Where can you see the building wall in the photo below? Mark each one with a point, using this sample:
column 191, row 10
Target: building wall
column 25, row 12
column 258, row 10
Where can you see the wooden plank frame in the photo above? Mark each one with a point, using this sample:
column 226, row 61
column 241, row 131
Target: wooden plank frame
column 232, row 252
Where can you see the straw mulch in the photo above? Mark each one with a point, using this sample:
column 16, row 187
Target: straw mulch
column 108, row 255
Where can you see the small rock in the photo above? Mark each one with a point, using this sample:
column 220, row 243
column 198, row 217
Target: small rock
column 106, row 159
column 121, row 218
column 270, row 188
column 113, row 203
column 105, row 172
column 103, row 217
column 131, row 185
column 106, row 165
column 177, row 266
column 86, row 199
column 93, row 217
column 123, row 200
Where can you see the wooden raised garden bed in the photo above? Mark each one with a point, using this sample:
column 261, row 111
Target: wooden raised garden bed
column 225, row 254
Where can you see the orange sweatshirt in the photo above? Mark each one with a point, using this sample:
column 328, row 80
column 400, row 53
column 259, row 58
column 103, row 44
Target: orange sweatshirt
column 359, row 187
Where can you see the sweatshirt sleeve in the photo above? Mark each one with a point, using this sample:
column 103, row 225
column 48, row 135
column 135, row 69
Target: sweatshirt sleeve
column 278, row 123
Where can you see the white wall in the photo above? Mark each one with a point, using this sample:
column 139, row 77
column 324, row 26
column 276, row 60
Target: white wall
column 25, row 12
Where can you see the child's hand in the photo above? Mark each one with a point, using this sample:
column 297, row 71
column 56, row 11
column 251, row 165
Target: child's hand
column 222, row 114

==================================================

Copy the records word for word, beginning with the line that contains "Where can you see the white" and continuing through the last line of the records.

Task answer >>
Where can you see the white wall in the photo above? Mark each one with a point, using this sample:
column 139, row 77
column 324, row 26
column 276, row 60
Target: white wall
column 25, row 12
Where can you see the child's hand in the photo above? Mark each one with a point, using this sample:
column 297, row 71
column 56, row 11
column 251, row 165
Target: child's hand
column 222, row 114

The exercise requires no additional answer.